● **Work item**: Reproduce every entry precisely as written.

● **Supplied records**:
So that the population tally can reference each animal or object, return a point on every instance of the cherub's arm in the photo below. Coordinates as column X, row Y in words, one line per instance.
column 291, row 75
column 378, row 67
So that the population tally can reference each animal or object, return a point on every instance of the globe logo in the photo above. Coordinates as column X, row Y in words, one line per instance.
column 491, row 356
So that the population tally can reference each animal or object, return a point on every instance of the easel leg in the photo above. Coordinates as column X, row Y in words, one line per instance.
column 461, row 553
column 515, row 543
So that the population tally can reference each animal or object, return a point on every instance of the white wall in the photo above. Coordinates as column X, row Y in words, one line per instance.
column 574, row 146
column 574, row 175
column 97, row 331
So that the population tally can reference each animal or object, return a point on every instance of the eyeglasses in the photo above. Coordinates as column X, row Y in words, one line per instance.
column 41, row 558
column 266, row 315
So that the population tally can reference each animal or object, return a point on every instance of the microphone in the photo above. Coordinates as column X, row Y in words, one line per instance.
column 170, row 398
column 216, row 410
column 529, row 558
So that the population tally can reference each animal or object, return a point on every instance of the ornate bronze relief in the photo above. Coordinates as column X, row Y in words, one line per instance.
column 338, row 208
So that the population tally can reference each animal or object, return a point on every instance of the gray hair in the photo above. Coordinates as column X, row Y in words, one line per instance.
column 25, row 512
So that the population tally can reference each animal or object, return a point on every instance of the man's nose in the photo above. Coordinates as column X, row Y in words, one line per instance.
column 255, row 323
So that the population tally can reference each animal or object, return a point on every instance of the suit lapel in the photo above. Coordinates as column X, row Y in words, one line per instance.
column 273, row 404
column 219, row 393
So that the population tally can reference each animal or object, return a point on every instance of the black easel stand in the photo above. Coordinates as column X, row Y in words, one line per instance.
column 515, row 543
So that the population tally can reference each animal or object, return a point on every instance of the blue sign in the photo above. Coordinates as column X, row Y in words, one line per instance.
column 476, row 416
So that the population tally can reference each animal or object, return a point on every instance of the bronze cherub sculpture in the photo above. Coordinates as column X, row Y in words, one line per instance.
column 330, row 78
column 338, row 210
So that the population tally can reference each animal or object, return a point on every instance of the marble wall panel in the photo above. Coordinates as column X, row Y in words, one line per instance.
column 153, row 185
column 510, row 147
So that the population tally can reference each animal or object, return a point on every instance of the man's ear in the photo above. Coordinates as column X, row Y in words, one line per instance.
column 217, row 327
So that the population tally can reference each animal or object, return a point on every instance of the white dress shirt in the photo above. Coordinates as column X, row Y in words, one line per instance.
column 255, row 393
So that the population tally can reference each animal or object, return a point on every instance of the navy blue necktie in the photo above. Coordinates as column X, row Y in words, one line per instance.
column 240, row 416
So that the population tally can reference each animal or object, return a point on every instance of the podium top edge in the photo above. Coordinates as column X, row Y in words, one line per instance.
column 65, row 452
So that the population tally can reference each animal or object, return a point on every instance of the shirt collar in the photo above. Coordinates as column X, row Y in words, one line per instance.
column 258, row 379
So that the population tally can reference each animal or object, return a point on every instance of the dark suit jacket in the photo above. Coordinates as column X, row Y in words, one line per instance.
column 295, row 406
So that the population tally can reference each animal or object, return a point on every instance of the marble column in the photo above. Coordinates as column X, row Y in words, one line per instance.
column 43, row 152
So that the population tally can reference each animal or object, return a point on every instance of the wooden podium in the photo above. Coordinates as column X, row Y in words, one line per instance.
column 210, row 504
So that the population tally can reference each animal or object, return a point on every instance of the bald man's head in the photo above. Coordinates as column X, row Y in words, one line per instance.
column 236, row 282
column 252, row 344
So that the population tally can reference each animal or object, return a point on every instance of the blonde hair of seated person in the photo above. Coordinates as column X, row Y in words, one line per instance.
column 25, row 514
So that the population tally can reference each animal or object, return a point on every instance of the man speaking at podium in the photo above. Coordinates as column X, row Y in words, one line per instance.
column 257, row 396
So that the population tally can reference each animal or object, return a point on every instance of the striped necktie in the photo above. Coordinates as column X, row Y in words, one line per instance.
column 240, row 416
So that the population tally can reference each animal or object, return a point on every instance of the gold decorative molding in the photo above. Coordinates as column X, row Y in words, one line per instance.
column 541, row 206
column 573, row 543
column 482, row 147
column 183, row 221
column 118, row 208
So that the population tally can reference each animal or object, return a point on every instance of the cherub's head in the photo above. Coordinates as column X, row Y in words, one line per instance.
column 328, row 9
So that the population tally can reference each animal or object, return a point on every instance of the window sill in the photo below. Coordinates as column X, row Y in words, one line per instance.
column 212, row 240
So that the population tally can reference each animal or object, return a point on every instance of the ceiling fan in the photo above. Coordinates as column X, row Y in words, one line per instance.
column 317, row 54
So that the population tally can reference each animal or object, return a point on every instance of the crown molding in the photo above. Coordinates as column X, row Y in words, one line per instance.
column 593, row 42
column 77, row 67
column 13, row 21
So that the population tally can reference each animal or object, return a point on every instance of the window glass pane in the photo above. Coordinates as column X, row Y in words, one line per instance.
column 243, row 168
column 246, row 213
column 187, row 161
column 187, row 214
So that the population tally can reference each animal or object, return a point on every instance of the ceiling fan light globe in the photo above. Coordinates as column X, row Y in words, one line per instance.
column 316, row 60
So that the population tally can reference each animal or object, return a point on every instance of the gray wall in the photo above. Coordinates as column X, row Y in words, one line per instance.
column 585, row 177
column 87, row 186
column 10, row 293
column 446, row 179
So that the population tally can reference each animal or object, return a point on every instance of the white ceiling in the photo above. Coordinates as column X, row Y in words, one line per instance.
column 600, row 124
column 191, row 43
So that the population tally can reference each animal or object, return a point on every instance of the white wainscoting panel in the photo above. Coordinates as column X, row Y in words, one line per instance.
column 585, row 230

● **Worked solution**:
So that the population tally can reference each animal or object, return a point on every instance of the cherub's arm in the photo below. Coordinates as column X, row Y in words, one line per instance.
column 291, row 75
column 378, row 67
So that the population tally can reference each animal or object, return a point on every instance of the globe logo in the photo above. Coordinates as column X, row Y in words, one line per instance.
column 491, row 356
So that the population tally can reference each animal or object, return a point on every instance of the easel leg in the photo above. Coordinates as column X, row Y in words, one line per instance.
column 461, row 553
column 515, row 543
So that the population tally can reference each animal or object, return a point on every instance of the white wall in the photo above. Coordinates as column X, row Y in words, one line per instance.
column 574, row 146
column 574, row 175
column 97, row 331
So that the population tally can reference each animal or object, return a point on every instance of the eyeglasses in the photo above. Coordinates as column X, row Y in words, one line per instance.
column 41, row 558
column 266, row 315
So that the population tally can reference each animal or object, return a point on every instance of the microphone in the photo above. Coordinates as column X, row Y in words, one line per instance.
column 170, row 398
column 216, row 410
column 529, row 558
So that the population tally can reference each animal or object, return a point on every instance of the ornate bronze relief in the photo above. Coordinates as column X, row Y in words, one line per instance.
column 338, row 208
So that the population tally can reference each animal or object, return a point on every instance of the gray hair in the photo above. Coordinates as column X, row Y in words, one line per instance.
column 25, row 512
So that the population tally can reference each animal or object, return a point on every instance of the man's nose in the photo above. Coordinates as column X, row Y in words, one line per instance.
column 255, row 323
So that the population tally can reference each animal or object, return a point on every instance of the suit lapel in the photo above. Coordinates as column X, row Y in words, one line per instance.
column 273, row 404
column 219, row 393
So that the population tally can reference each animal or object, return a point on every instance of the black easel stand in the photo above. Coordinates as column X, row Y in words, one line per instance.
column 515, row 543
So that the population tally can reference each animal or object, return a point on every instance of the blue sign in the photo above. Coordinates as column X, row Y in words, one line per instance.
column 476, row 416
So that the population tally can reference each animal or object, return a point on every instance of the bronze cherub sculpture in the photo above. Coordinates as column X, row Y in words, one line per instance.
column 330, row 78
column 338, row 210
So that the population tally can reference each animal or object, return a point on every instance of the marble wall panel in the photo above. Coordinates as column X, row Y in words, one line per instance.
column 153, row 185
column 510, row 147
So that the population tally can reference each animal or object, return a point on every instance of the man's ear in the photo above. Coordinates as column X, row Y in words, one line per instance.
column 217, row 327
So that the population tally can reference each animal or object, return a point on every instance of the white dress shirt in the photo above. Coordinates as column X, row Y in words, one line per instance.
column 255, row 393
So that the population tally can reference each animal or object, return a point on every instance of the navy blue necktie in the photo above. Coordinates as column X, row Y in words, one line per instance.
column 240, row 416
So that the population tally can reference each animal or object, return a point on every instance of the podium top edge in the photo above. Coordinates as column X, row Y in words, one line per instance.
column 65, row 452
So that the population tally can reference each animal or object, return a point on every instance of the shirt collar in the photo above. Coordinates as column X, row Y in words, one line per instance.
column 258, row 379
So that the population tally can reference each animal or object, return a point on every instance of the dark suit jacket in the photo above. Coordinates as column X, row Y in words, one line per instance.
column 295, row 406
So that the population tally can reference each animal or object, return a point on every instance of the marble column in the photo above. Coordinates as column X, row Y in words, one line per instance.
column 43, row 152
So that the population tally can reference each animal or object, return a point on every instance of the wooden podium in the photo above. Coordinates as column X, row Y in words, one line per instance.
column 210, row 504
So that the population tally can reference each animal or object, return a point on every instance of the bald man's head in the photo above. Coordinates as column X, row Y in words, one line per instance.
column 236, row 282
column 252, row 344
So that the population tally can reference each animal or object, return a point on every instance of the blonde hair of seated person in the photo above. Coordinates as column X, row Y in words, one line per instance.
column 25, row 514
So that the population tally can reference each animal or object, return a point on every instance of the man speaking at podium in the photo above. Coordinates as column X, row Y in words, one line per instance.
column 257, row 396
So that the population tally can reference each animal or object, return a point on every instance of the striped necktie in the photo above. Coordinates as column X, row Y in words, one line per instance.
column 240, row 416
So that the population tally can reference each animal or object, return a point on every instance of the gold decorative molding in the photo above. Coordinates as column X, row Y in words, one line per instance.
column 541, row 206
column 573, row 543
column 482, row 147
column 183, row 221
column 118, row 208
So that the population tally can reference each animal or object, return a point on every instance of the cherub's head in the photo above. Coordinates as column X, row Y in words, one line per instance.
column 328, row 9
So that the population tally can reference each animal or object, return a point on every instance of the window sill in the photo below. Coordinates as column X, row Y in words, one line per instance.
column 212, row 240
So that the population tally can reference each animal or object, return a point on every instance of the ceiling fan in the photo above. Coordinates as column X, row Y in words, one line per instance.
column 317, row 54
So that the population tally can reference each animal or object, return a point on every instance of the crown molding in the photo above. Coordinates as column X, row Y in words, one line per instance.
column 593, row 42
column 77, row 67
column 13, row 21
So that the population tally can reference each animal or object, return a point on every instance of the window glass pane in the photo above. Coordinates as column X, row Y in words, one line per instance.
column 243, row 168
column 246, row 213
column 187, row 161
column 187, row 214
So that the population tally can reference each animal or object, return a point on every instance of the ceiling fan light globe in the photo above. Coordinates as column X, row Y in words, one line per instance.
column 316, row 60
So that the population tally can reference each animal or object, return a point on every instance of the gray wall in the photo above. Coordinates as column X, row Y in words, one line per instance.
column 585, row 177
column 87, row 186
column 10, row 293
column 446, row 179
So that the population tally can reference each animal or object, return a point on every instance of the white ceiling in the photo above. Coordinates as column X, row Y in words, one line per instance.
column 600, row 124
column 191, row 43
So that the population tally can reference each animal or object, return a point on every instance of the white wainscoting panel in the photo above. Coordinates as column X, row Y in words, one line per instance.
column 585, row 230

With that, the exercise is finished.